<<<<

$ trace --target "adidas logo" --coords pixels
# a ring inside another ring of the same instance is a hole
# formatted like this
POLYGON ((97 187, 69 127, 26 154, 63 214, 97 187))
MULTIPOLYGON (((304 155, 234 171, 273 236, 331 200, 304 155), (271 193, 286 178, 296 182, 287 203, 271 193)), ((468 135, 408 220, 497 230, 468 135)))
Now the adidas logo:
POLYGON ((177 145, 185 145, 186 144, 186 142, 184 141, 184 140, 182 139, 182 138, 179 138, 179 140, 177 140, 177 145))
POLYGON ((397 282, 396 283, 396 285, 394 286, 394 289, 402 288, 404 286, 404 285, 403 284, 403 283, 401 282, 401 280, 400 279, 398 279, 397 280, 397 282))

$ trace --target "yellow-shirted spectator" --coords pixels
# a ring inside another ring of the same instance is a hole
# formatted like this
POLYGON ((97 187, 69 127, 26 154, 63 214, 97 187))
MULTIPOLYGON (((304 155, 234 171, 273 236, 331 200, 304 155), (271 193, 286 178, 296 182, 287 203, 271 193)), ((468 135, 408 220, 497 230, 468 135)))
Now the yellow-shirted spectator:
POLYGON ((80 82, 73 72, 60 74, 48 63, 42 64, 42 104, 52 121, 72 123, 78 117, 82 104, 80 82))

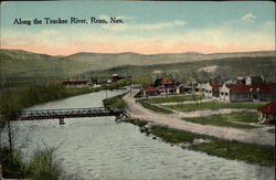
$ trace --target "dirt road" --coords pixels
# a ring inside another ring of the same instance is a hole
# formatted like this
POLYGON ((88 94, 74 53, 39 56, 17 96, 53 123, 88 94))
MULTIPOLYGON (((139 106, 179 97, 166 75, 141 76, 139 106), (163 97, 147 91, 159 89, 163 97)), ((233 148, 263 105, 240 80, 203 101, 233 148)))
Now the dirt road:
POLYGON ((181 119, 185 117, 185 113, 174 112, 173 114, 164 115, 144 108, 139 103, 136 103, 135 98, 130 97, 129 93, 126 96, 124 96, 123 99, 127 103, 129 108, 129 114, 132 118, 151 121, 153 124, 168 126, 170 128, 214 136, 222 139, 275 146, 274 134, 267 131, 267 129, 272 127, 237 129, 231 127, 217 127, 210 125, 193 124, 181 119))

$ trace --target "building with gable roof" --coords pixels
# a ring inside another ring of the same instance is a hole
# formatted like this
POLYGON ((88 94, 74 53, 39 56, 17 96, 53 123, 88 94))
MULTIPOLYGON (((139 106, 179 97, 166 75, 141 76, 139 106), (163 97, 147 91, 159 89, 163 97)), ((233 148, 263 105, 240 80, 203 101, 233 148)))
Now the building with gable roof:
POLYGON ((270 102, 257 108, 258 120, 265 124, 275 124, 276 120, 276 102, 270 102))

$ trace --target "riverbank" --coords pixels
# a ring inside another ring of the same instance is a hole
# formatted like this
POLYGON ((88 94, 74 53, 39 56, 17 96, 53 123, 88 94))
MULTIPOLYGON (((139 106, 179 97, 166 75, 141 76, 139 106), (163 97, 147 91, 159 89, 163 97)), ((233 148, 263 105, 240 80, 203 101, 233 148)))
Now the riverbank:
POLYGON ((162 141, 180 146, 183 149, 264 166, 274 166, 275 162, 273 147, 223 140, 160 125, 152 125, 139 119, 130 119, 129 123, 139 126, 141 133, 153 135, 155 139, 160 138, 162 141))
MULTIPOLYGON (((59 99, 63 99, 63 98, 67 98, 67 97, 72 97, 72 96, 77 96, 77 95, 82 95, 82 94, 88 94, 88 93, 95 93, 95 92, 99 92, 103 89, 114 89, 120 86, 125 86, 127 85, 128 82, 126 81, 120 81, 120 82, 116 82, 114 84, 109 84, 103 87, 97 87, 97 88, 88 88, 88 87, 84 87, 84 88, 65 88, 62 85, 52 85, 52 86, 43 86, 43 87, 35 87, 35 88, 30 88, 20 93, 10 93, 7 94, 4 96, 1 96, 0 98, 0 109, 1 109, 1 116, 0 116, 0 130, 2 130, 2 128, 4 127, 6 123, 8 120, 11 120, 12 118, 12 112, 14 110, 20 110, 23 108, 26 108, 29 106, 33 106, 33 105, 38 105, 38 104, 43 104, 43 103, 47 103, 47 102, 53 102, 53 100, 59 100, 59 99)), ((17 134, 17 131, 12 131, 13 134, 17 134)), ((3 168, 3 176, 6 178, 25 178, 25 177, 30 177, 31 172, 29 172, 30 170, 33 171, 35 170, 33 167, 30 167, 30 165, 24 163, 22 161, 22 159, 18 156, 19 152, 15 152, 13 150, 13 144, 14 141, 11 139, 12 145, 10 145, 10 147, 12 147, 12 152, 10 151, 10 149, 6 148, 6 147, 0 147, 1 150, 1 163, 2 163, 2 168, 3 168), (9 157, 9 158, 7 158, 9 157), (31 168, 29 170, 26 170, 28 168, 31 168)), ((44 155, 41 155, 45 158, 44 155)), ((42 157, 42 158, 43 158, 42 157)), ((38 156, 36 158, 38 159, 38 156)), ((52 160, 52 162, 54 162, 52 160)), ((49 163, 51 167, 54 167, 54 165, 49 163)), ((40 169, 42 170, 41 173, 44 173, 44 169, 40 169)), ((40 171, 38 170, 38 171, 40 171)), ((51 170, 51 172, 54 172, 51 170)), ((34 172, 33 172, 34 173, 34 172)), ((36 172, 35 172, 36 173, 36 172)), ((38 172, 39 173, 39 172, 38 172)), ((36 176, 36 174, 32 174, 32 176, 36 176)), ((56 176, 54 176, 56 177, 56 176)), ((36 179, 36 178, 34 178, 36 179)), ((47 178, 46 178, 47 179, 47 178)), ((50 178, 53 179, 53 178, 50 178)), ((54 179, 59 179, 59 174, 57 178, 54 179)))
POLYGON ((172 116, 145 109, 129 94, 123 99, 128 105, 132 117, 129 123, 139 126, 141 133, 153 135, 182 148, 212 156, 265 166, 274 166, 275 163, 274 138, 272 134, 268 135, 267 130, 258 131, 256 129, 236 129, 199 124, 198 126, 193 123, 181 121, 179 119, 181 117, 176 114, 172 116), (212 131, 213 129, 214 131, 212 131), (262 137, 257 137, 262 133, 269 136, 266 137, 265 141, 262 137))

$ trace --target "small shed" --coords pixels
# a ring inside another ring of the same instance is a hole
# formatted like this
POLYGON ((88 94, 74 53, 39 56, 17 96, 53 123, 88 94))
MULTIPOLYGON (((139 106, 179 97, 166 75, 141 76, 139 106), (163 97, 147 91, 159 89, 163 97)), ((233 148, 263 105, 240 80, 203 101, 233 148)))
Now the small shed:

>>>>

Copy out all of the records above word for word, leaving out the pictures.

$ trace --target "adidas logo" --coords pixels
# a ring inside another ring of the same instance is a hole
# formatted like this
POLYGON ((97 187, 69 127, 26 154, 63 214, 97 187))
MULTIPOLYGON (((304 155, 234 171, 273 236, 331 200, 304 155), (271 193, 286 178, 296 182, 287 203, 271 193)), ((468 135, 408 220, 497 230, 468 135)))
Now the adidas logo:
POLYGON ((177 145, 185 145, 186 144, 186 142, 184 141, 184 140, 182 139, 182 138, 179 138, 179 140, 177 140, 177 145))
POLYGON ((397 282, 396 283, 396 285, 394 286, 394 289, 402 288, 404 286, 404 285, 403 284, 403 283, 401 282, 401 280, 400 279, 398 279, 397 280, 397 282))

$ trace --target "yellow-shirted spectator" --coords pixels
# a ring inside another ring of the same instance is a hole
# formatted like this
POLYGON ((97 187, 69 127, 26 154, 63 214, 97 187))
MULTIPOLYGON (((304 155, 234 171, 273 236, 331 200, 304 155), (271 193, 286 178, 296 182, 287 203, 271 193)), ((468 135, 408 220, 497 230, 468 135)))
Now the yellow-shirted spectator:
POLYGON ((80 82, 73 72, 60 74, 48 63, 42 64, 42 104, 52 121, 72 123, 78 117, 82 104, 80 82))

$ trace --target "dirt road" --coords pixels
# a ring inside another ring of the same instance is a hole
# formatted like this
POLYGON ((88 94, 74 53, 39 56, 17 96, 53 123, 88 94))
MULTIPOLYGON (((139 106, 179 97, 166 75, 141 76, 139 106), (163 97, 147 91, 159 89, 163 97)), ((233 148, 263 105, 240 80, 203 101, 233 148)))
Now the dirt road:
POLYGON ((181 119, 185 117, 185 113, 174 112, 173 114, 164 115, 144 108, 139 103, 136 103, 135 98, 130 97, 129 93, 126 96, 124 96, 123 99, 127 103, 129 108, 129 114, 132 118, 151 121, 153 124, 168 126, 170 128, 214 136, 222 139, 275 146, 274 134, 267 131, 267 129, 272 127, 237 129, 231 127, 217 127, 210 125, 193 124, 181 119))

$ trace --target "building with gable roof" --coords pixels
# a ring inside another ring of the same instance is a hole
# formatted like this
POLYGON ((88 94, 74 53, 39 56, 17 96, 53 123, 88 94))
MULTIPOLYGON (((139 106, 179 97, 166 75, 141 76, 139 106), (163 97, 147 91, 159 89, 163 97)), ((233 148, 263 105, 240 80, 203 101, 233 148)))
Now the building with gable roof:
POLYGON ((270 102, 257 108, 258 120, 265 124, 275 124, 276 120, 276 102, 270 102))

$ trace --target "riverbank" --coords pixels
# a ring inside another ring of the same instance is a hole
# formatted like this
POLYGON ((88 94, 74 53, 39 56, 17 96, 53 123, 88 94))
MULTIPOLYGON (((139 106, 179 97, 166 75, 141 76, 139 106), (163 97, 147 91, 159 89, 163 97)), ((233 148, 263 105, 240 80, 203 101, 233 148)))
Now the riverbank:
POLYGON ((162 141, 180 146, 183 149, 264 166, 274 166, 275 162, 273 147, 223 140, 160 125, 152 125, 139 119, 130 119, 129 123, 139 126, 141 133, 153 135, 155 139, 160 138, 162 141))
MULTIPOLYGON (((59 99, 63 99, 63 98, 67 98, 67 97, 72 97, 72 96, 77 96, 77 95, 82 95, 82 94, 88 94, 88 93, 95 93, 95 92, 99 92, 103 89, 114 89, 120 86, 125 86, 127 85, 128 82, 126 81, 120 81, 120 82, 116 82, 114 84, 109 84, 103 87, 97 87, 97 88, 88 88, 88 87, 84 87, 84 88, 65 88, 62 85, 52 85, 52 86, 43 86, 43 87, 35 87, 35 88, 30 88, 20 93, 10 93, 7 94, 4 96, 1 96, 0 98, 0 109, 1 109, 1 116, 0 116, 0 130, 2 130, 2 128, 4 127, 6 123, 8 120, 11 120, 12 118, 12 112, 14 110, 20 110, 23 108, 26 108, 29 106, 33 106, 33 105, 38 105, 38 104, 43 104, 43 103, 47 103, 47 102, 53 102, 53 100, 59 100, 59 99)), ((17 134, 17 131, 12 131, 13 134, 17 134)), ((3 168, 3 176, 6 178, 25 178, 25 177, 30 177, 31 172, 29 172, 30 170, 33 171, 35 170, 33 167, 30 167, 30 165, 24 163, 22 161, 22 159, 18 156, 19 152, 15 152, 13 150, 13 144, 14 141, 11 139, 12 145, 10 145, 10 147, 12 147, 12 152, 10 151, 10 149, 6 148, 6 147, 0 147, 1 150, 1 163, 2 163, 2 168, 3 168), (9 157, 9 158, 7 158, 9 157), (31 168, 29 170, 26 170, 28 168, 31 168)), ((44 155, 41 155, 45 158, 44 155)), ((42 157, 42 158, 43 158, 42 157)), ((38 156, 36 158, 38 159, 38 156)), ((52 160, 52 162, 54 162, 52 160)), ((49 163, 51 167, 54 167, 54 165, 49 163)), ((40 169, 42 170, 41 173, 44 173, 44 169, 40 169)), ((40 171, 38 170, 38 171, 40 171)), ((51 170, 51 172, 54 172, 51 170)), ((34 172, 33 172, 34 173, 34 172)), ((36 172, 35 172, 36 173, 36 172)), ((38 172, 39 173, 39 172, 38 172)), ((36 176, 36 174, 32 174, 32 176, 36 176)), ((56 176, 54 176, 56 177, 56 176)), ((36 179, 36 178, 34 178, 36 179)), ((47 178, 46 178, 47 179, 47 178)), ((50 178, 53 179, 53 178, 50 178)), ((54 179, 59 179, 59 174, 57 178, 54 179)))
POLYGON ((172 116, 145 109, 129 94, 123 99, 128 105, 132 117, 129 123, 139 126, 141 133, 153 135, 182 148, 212 156, 265 166, 274 166, 275 163, 274 138, 272 134, 268 135, 267 130, 258 131, 256 129, 236 129, 199 124, 198 126, 193 123, 181 121, 179 119, 181 117, 176 114, 172 116), (212 131, 213 129, 214 131, 212 131), (262 137, 257 137, 262 133, 269 136, 266 137, 265 141, 262 137))

$ trace --target "small shed" --coords pixels
# a ring inside another ring of the same instance is a hole
# formatted like this
POLYGON ((88 94, 74 53, 39 56, 17 96, 53 123, 88 94))
MULTIPOLYGON (((139 106, 179 97, 166 75, 141 76, 139 106), (163 97, 147 91, 159 89, 163 97)), ((233 148, 263 105, 240 80, 203 101, 233 148)))
Now the small shed:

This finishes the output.